## Begin PROVIDED DATA
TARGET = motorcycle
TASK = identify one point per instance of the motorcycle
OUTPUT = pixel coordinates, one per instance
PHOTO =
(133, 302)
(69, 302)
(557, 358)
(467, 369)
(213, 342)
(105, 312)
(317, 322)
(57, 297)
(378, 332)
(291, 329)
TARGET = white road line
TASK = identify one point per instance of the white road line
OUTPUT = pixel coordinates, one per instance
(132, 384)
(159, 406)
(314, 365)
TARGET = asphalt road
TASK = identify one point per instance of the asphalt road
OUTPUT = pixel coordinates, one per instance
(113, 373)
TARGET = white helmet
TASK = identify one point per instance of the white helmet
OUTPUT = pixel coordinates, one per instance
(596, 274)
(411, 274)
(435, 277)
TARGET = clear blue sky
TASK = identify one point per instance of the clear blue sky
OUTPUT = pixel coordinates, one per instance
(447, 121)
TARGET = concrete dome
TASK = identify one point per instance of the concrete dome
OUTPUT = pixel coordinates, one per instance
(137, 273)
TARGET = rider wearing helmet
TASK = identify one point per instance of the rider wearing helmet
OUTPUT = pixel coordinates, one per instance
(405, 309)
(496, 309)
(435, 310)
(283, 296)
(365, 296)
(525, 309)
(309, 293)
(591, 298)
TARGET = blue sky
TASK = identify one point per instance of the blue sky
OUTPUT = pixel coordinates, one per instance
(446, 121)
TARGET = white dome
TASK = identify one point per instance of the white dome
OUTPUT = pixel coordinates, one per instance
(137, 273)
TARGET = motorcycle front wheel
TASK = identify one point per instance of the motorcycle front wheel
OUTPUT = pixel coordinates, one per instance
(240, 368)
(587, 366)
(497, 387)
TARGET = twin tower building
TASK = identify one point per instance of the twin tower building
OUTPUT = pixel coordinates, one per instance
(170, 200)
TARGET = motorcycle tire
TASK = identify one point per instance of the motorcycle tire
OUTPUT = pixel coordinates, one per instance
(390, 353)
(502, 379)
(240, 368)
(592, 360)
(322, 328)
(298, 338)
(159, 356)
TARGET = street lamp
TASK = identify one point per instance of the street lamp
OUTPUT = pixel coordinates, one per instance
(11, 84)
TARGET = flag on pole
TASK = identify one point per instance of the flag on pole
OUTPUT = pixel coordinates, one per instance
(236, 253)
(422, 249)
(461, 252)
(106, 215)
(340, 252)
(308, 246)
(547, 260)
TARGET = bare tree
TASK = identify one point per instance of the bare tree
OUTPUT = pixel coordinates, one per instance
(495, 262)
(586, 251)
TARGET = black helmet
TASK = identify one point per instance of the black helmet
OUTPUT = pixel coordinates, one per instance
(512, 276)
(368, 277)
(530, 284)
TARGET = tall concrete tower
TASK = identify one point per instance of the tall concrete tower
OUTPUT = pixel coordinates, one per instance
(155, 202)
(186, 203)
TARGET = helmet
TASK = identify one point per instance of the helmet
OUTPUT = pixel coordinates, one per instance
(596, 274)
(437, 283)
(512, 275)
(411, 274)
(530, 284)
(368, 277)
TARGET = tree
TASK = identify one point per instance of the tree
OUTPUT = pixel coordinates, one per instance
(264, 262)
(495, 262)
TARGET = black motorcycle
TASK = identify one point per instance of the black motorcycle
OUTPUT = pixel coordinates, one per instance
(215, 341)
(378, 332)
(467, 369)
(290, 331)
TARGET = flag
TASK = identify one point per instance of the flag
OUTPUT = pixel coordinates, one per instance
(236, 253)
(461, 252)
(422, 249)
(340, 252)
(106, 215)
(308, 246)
## End PROVIDED DATA
GIVEN INSTRUCTION: Give the data again, exactly as it stands.

FULL ANSWER:
TARGET = motorcycle
TASK = identify one point per instance of the motorcycle
OUTPUT = pixel coordinates, one per instance
PHOTO =
(133, 302)
(69, 302)
(557, 358)
(467, 369)
(213, 342)
(105, 312)
(317, 322)
(57, 297)
(378, 332)
(291, 329)
TARGET = white road line
TASK = identify one point per instance of the white road line
OUTPUT = pixel coordinates, one per instance
(132, 384)
(159, 406)
(314, 365)
TARGET = asphalt road
TASK = identify one point per instance of the asphalt road
OUTPUT = pixel coordinates, one per instance
(113, 373)
TARGET = white helmet
TASK = identify one point per instance of the white helmet
OUTPUT = pixel coordinates, one per instance
(596, 274)
(411, 274)
(435, 277)
TARGET = clear blue sky
TASK = identify one point per instance of the clear blue sky
OUTPUT = pixel coordinates, one per instance
(447, 121)
TARGET = concrete dome
TASK = identify one point per instance of the concrete dome
OUTPUT = pixel coordinates, one per instance
(137, 273)
TARGET = rider wearing helmet
TASK = identify one point per instance of the rider wearing helmet
OUTPUT = pixel coordinates, one per instance
(405, 309)
(496, 309)
(435, 310)
(283, 296)
(365, 296)
(525, 309)
(309, 293)
(591, 298)
TARGET = blue sky
TASK = identify one point per instance of the blue sky
OUTPUT = pixel coordinates, one per instance
(446, 121)
TARGET = white dome
TASK = identify one point per instance of the white dome
OUTPUT = pixel coordinates, one per instance
(137, 273)
TARGET = motorcycle front wheel
TASK = identify one point per instance of the motorcycle front wheel
OUTPUT = pixel coordinates, one per instance
(240, 368)
(587, 366)
(497, 387)
TARGET = twin tower building
TASK = identify one point per instance of the twin tower building
OUTPUT = pixel coordinates, one per instance
(170, 200)
TARGET = motorcycle tire
TASK = identify one point per instance of the motorcycle tire
OUTPUT = pixel coordinates, one per instance
(390, 353)
(502, 379)
(240, 368)
(592, 360)
(322, 328)
(298, 338)
(159, 356)
TARGET = street lamp
TASK = identify one point per instance of the street lamp
OUTPUT = pixel coordinates, one per instance
(11, 84)
TARGET = flag on pole
TASK = identify one point per instance of the flag on pole
OUTPUT = pixel coordinates, one per instance
(236, 253)
(422, 249)
(461, 252)
(106, 215)
(340, 252)
(308, 246)
(547, 260)
TARGET = bare tree
TASK = identify one point per instance of the bare tree
OUTPUT = pixel coordinates, one per instance
(495, 262)
(586, 251)
TARGET = black helmet
TASK = identify one point per instance of the black helmet
OUTPUT = pixel coordinates, one per instance
(512, 276)
(368, 277)
(530, 284)
TARGET = tall concrete tower
TASK = identify one point per instance of the tall concrete tower
OUTPUT = pixel coordinates, one per instance
(155, 202)
(186, 203)
TARGET = helmet
TASK = identify one point per instance of the helmet
OUTPUT = pixel coordinates, one per instance
(596, 274)
(437, 283)
(512, 275)
(411, 274)
(530, 284)
(368, 277)
TARGET = tree
TASK = identify one point per instance of the tree
OUTPUT = pixel coordinates, one per instance
(264, 262)
(495, 262)
TARGET = black motorcycle
TASK = identify one point per instance of the black motorcycle
OUTPUT = pixel coordinates, one per instance
(215, 341)
(378, 332)
(467, 369)
(290, 331)
TARGET = flag
TASK = identify one point per instance of the flag
OUTPUT = pixel coordinates, one per instance
(236, 253)
(461, 252)
(422, 249)
(340, 252)
(106, 215)
(308, 246)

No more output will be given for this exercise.